> [INSTRUCTION]
Give back the items from the line containing "draw the outline of the microphone" through the line containing "438 238 L 438", switching "all instances" to "each instance" and leaving everything else the same.

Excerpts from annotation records
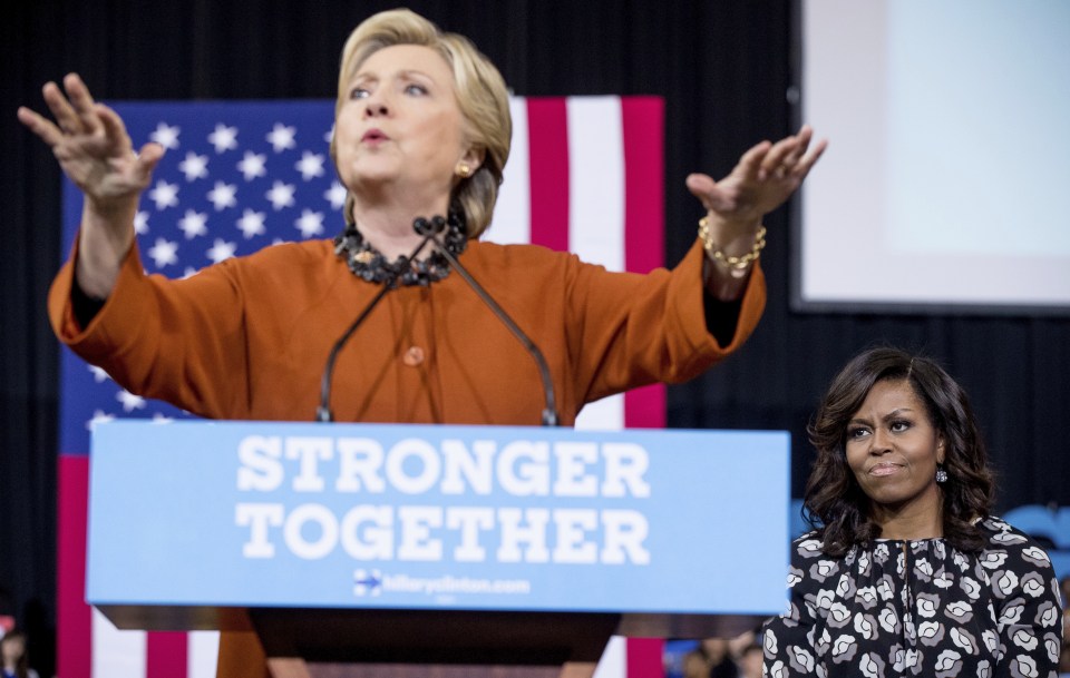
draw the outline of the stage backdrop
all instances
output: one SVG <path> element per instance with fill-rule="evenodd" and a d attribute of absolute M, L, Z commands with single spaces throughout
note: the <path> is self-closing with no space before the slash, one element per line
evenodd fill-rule
<path fill-rule="evenodd" d="M 528 98 L 510 106 L 513 151 L 486 238 L 570 250 L 611 269 L 662 265 L 661 99 Z M 149 273 L 193 275 L 273 243 L 332 237 L 342 229 L 346 191 L 328 155 L 333 101 L 115 107 L 136 147 L 153 140 L 167 149 L 136 220 Z M 77 189 L 65 185 L 65 252 L 80 209 Z M 188 415 L 124 391 L 66 350 L 61 373 L 57 674 L 211 678 L 215 632 L 118 631 L 85 603 L 90 423 Z M 664 389 L 653 386 L 588 406 L 577 425 L 660 428 L 664 413 Z M 660 674 L 661 649 L 655 640 L 615 638 L 597 676 Z"/>

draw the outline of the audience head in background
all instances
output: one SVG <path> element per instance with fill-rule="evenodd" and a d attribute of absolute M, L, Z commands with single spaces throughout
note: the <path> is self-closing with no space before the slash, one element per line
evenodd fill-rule
<path fill-rule="evenodd" d="M 37 671 L 29 668 L 26 633 L 21 629 L 12 629 L 0 638 L 0 660 L 3 661 L 3 676 L 37 678 Z"/>
<path fill-rule="evenodd" d="M 378 197 L 382 175 L 371 170 L 382 168 L 362 165 L 367 145 L 361 138 L 367 111 L 380 106 L 409 108 L 412 115 L 405 121 L 420 122 L 431 132 L 430 144 L 411 148 L 416 153 L 402 161 L 409 171 L 429 173 L 426 188 L 444 187 L 448 207 L 465 216 L 468 237 L 478 237 L 490 223 L 513 135 L 508 90 L 497 68 L 464 36 L 444 32 L 409 10 L 380 12 L 353 30 L 342 49 L 331 141 L 331 156 L 349 189 L 348 219 L 354 200 L 360 205 Z M 444 127 L 432 129 L 428 121 Z"/>
<path fill-rule="evenodd" d="M 823 549 L 889 539 L 984 546 L 993 478 L 965 391 L 934 361 L 877 347 L 833 380 L 809 426 L 804 505 Z"/>

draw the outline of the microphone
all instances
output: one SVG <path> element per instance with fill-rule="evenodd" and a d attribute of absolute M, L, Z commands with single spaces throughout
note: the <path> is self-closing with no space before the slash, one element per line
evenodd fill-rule
<path fill-rule="evenodd" d="M 438 238 L 438 234 L 446 228 L 446 219 L 440 216 L 432 217 L 430 222 L 420 217 L 412 222 L 412 228 L 419 235 L 422 235 L 426 238 L 430 238 L 438 252 L 446 257 L 449 262 L 449 265 L 457 269 L 457 273 L 460 274 L 460 277 L 468 283 L 468 286 L 476 293 L 476 295 L 483 299 L 483 302 L 490 307 L 490 311 L 494 312 L 494 315 L 497 316 L 502 324 L 509 328 L 509 332 L 513 333 L 521 344 L 527 350 L 531 356 L 535 360 L 535 365 L 538 367 L 538 376 L 543 381 L 543 395 L 545 397 L 545 406 L 543 407 L 543 425 L 544 426 L 556 426 L 558 425 L 557 420 L 557 401 L 554 395 L 554 382 L 549 377 L 549 366 L 546 364 L 546 358 L 543 356 L 543 352 L 538 350 L 538 346 L 535 345 L 524 331 L 513 322 L 513 318 L 509 317 L 509 314 L 505 312 L 497 302 L 494 301 L 483 285 L 480 285 L 476 278 L 471 277 L 471 274 L 468 273 L 461 263 L 454 256 L 454 253 L 450 252 L 442 242 Z"/>
<path fill-rule="evenodd" d="M 432 235 L 425 235 L 424 239 L 420 240 L 420 244 L 416 246 L 416 249 L 412 250 L 412 254 L 410 254 L 408 258 L 389 267 L 391 275 L 382 282 L 382 288 L 379 289 L 379 292 L 371 298 L 370 302 L 368 302 L 368 305 L 364 306 L 364 309 L 360 312 L 360 315 L 357 316 L 357 320 L 352 322 L 349 328 L 342 333 L 342 336 L 334 342 L 334 346 L 331 347 L 331 353 L 327 356 L 327 365 L 323 367 L 323 376 L 320 379 L 320 406 L 315 409 L 315 421 L 334 421 L 334 415 L 331 413 L 331 386 L 334 379 L 334 362 L 338 360 L 338 354 L 341 352 L 342 346 L 349 342 L 349 337 L 357 332 L 357 328 L 360 327 L 360 325 L 364 322 L 364 318 L 371 314 L 372 308 L 379 304 L 382 297 L 398 286 L 398 277 L 406 273 L 406 269 L 409 268 L 409 262 L 415 259 L 431 239 L 434 239 Z"/>

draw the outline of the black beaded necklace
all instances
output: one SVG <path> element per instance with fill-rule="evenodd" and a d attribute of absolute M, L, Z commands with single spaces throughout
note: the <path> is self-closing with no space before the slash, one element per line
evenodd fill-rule
<path fill-rule="evenodd" d="M 425 219 L 417 219 L 417 222 Z M 468 246 L 465 233 L 465 219 L 456 209 L 450 209 L 448 218 L 436 216 L 431 223 L 445 220 L 446 233 L 442 245 L 454 256 L 459 256 Z M 418 230 L 422 235 L 421 230 Z M 422 285 L 427 286 L 449 275 L 449 261 L 437 249 L 427 257 L 409 261 L 401 255 L 388 262 L 381 252 L 371 246 L 357 230 L 357 224 L 347 224 L 346 230 L 334 236 L 334 254 L 342 257 L 353 275 L 362 281 L 385 284 L 388 287 Z"/>

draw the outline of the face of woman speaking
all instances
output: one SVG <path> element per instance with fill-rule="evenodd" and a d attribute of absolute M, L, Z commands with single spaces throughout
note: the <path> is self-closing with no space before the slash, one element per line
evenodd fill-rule
<path fill-rule="evenodd" d="M 847 464 L 873 510 L 940 511 L 943 441 L 906 381 L 881 381 L 847 423 Z"/>
<path fill-rule="evenodd" d="M 478 165 L 465 145 L 453 72 L 432 49 L 380 49 L 346 96 L 334 126 L 338 169 L 358 197 L 393 185 L 417 200 L 448 202 L 457 164 Z"/>

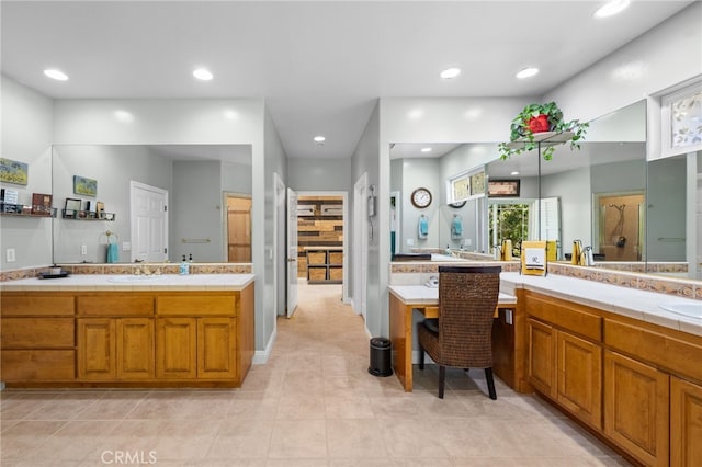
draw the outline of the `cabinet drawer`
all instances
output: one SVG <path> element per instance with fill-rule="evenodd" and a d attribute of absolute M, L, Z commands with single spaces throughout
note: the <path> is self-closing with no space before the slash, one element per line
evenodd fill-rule
<path fill-rule="evenodd" d="M 72 295 L 9 295 L 0 297 L 2 316 L 73 316 Z"/>
<path fill-rule="evenodd" d="M 236 297 L 231 295 L 161 295 L 156 314 L 171 316 L 236 315 Z"/>
<path fill-rule="evenodd" d="M 702 345 L 677 338 L 675 334 L 682 335 L 679 331 L 667 332 L 670 335 L 612 319 L 604 321 L 604 342 L 610 348 L 702 381 Z"/>
<path fill-rule="evenodd" d="M 592 341 L 602 341 L 602 318 L 585 307 L 529 293 L 525 307 L 533 317 Z"/>
<path fill-rule="evenodd" d="M 3 318 L 2 349 L 66 349 L 75 345 L 73 318 Z"/>
<path fill-rule="evenodd" d="M 154 297 L 150 295 L 100 294 L 79 295 L 78 315 L 81 316 L 150 316 Z"/>
<path fill-rule="evenodd" d="M 2 351 L 2 376 L 5 383 L 72 380 L 76 377 L 73 350 Z"/>

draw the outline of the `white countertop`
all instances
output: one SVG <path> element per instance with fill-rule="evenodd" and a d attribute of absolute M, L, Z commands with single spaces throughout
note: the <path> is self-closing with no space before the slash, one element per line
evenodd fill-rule
<path fill-rule="evenodd" d="M 241 291 L 254 274 L 72 274 L 59 278 L 22 278 L 3 282 L 1 291 Z"/>
<path fill-rule="evenodd" d="M 702 319 L 659 308 L 661 304 L 700 303 L 692 298 L 555 274 L 542 277 L 503 272 L 500 273 L 500 288 L 506 293 L 513 293 L 516 288 L 525 288 L 616 315 L 702 335 Z"/>
<path fill-rule="evenodd" d="M 439 288 L 426 285 L 390 285 L 389 291 L 405 304 L 437 305 Z M 516 304 L 517 297 L 500 292 L 497 301 L 501 305 Z"/>
<path fill-rule="evenodd" d="M 426 281 L 427 276 L 427 274 L 418 274 L 417 280 Z M 405 303 L 432 305 L 439 300 L 439 291 L 426 285 L 398 284 L 390 285 L 388 288 L 393 295 Z M 513 298 L 518 288 L 539 292 L 616 315 L 702 335 L 702 319 L 659 308 L 661 304 L 700 304 L 700 300 L 692 298 L 556 274 L 533 276 L 521 275 L 518 272 L 500 273 L 500 303 L 505 303 L 502 300 L 507 299 L 507 297 L 511 296 Z"/>

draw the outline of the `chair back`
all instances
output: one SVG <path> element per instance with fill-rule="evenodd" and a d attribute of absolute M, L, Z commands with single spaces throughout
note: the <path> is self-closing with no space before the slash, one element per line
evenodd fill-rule
<path fill-rule="evenodd" d="M 492 319 L 501 266 L 439 266 L 441 364 L 492 366 Z"/>

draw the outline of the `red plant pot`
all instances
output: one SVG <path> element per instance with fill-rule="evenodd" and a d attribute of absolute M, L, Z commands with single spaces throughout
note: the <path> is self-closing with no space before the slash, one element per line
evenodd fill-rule
<path fill-rule="evenodd" d="M 541 114 L 529 118 L 526 121 L 526 127 L 529 127 L 532 133 L 548 132 L 548 115 Z"/>

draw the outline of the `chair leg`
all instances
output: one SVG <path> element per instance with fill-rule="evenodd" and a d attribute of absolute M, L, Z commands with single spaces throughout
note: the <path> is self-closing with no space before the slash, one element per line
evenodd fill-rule
<path fill-rule="evenodd" d="M 495 379 L 492 378 L 492 368 L 485 368 L 485 379 L 487 379 L 487 390 L 490 394 L 490 399 L 497 399 L 497 392 L 495 392 Z"/>

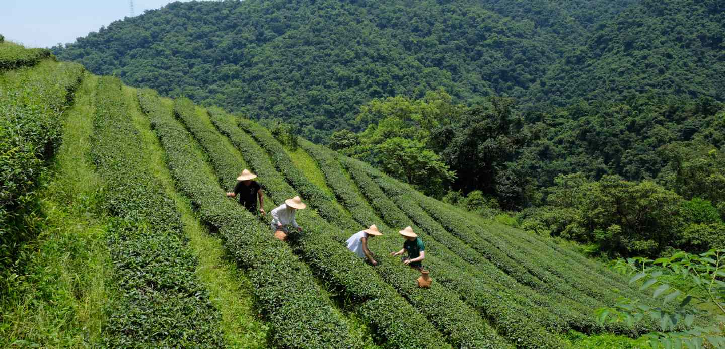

> [ANSWER IN FULL]
draw the outline of the microphone
each instance
output: one SVG <path> element per instance with fill-rule="evenodd" and a d attribute of absolute M, L, Z commands with single spaces throughout
note: the <path> is self-closing with no space before the slash, one element per line
evenodd fill-rule
<path fill-rule="evenodd" d="M 438 238 L 438 234 L 446 228 L 446 219 L 440 216 L 432 217 L 430 222 L 420 217 L 412 222 L 412 228 L 419 235 L 422 235 L 426 238 L 430 238 L 438 252 L 446 257 L 449 262 L 449 265 L 457 269 L 457 273 L 460 274 L 460 277 L 468 283 L 468 286 L 476 293 L 476 295 L 483 299 L 483 302 L 490 307 L 490 311 L 494 312 L 494 315 L 497 316 L 502 324 L 509 328 L 509 332 L 513 333 L 521 344 L 527 350 L 531 356 L 535 360 L 535 365 L 538 367 L 538 376 L 543 381 L 543 395 L 545 397 L 545 406 L 543 407 L 543 425 L 544 426 L 556 426 L 558 425 L 557 420 L 557 401 L 554 395 L 554 382 L 549 377 L 549 366 L 546 364 L 546 358 L 543 356 L 543 352 L 538 350 L 538 346 L 535 345 L 524 331 L 513 322 L 513 318 L 509 317 L 509 314 L 505 312 L 497 302 L 494 301 L 483 285 L 480 285 L 476 278 L 471 277 L 471 274 L 468 273 L 461 263 L 454 256 L 454 253 L 450 252 L 442 242 Z"/>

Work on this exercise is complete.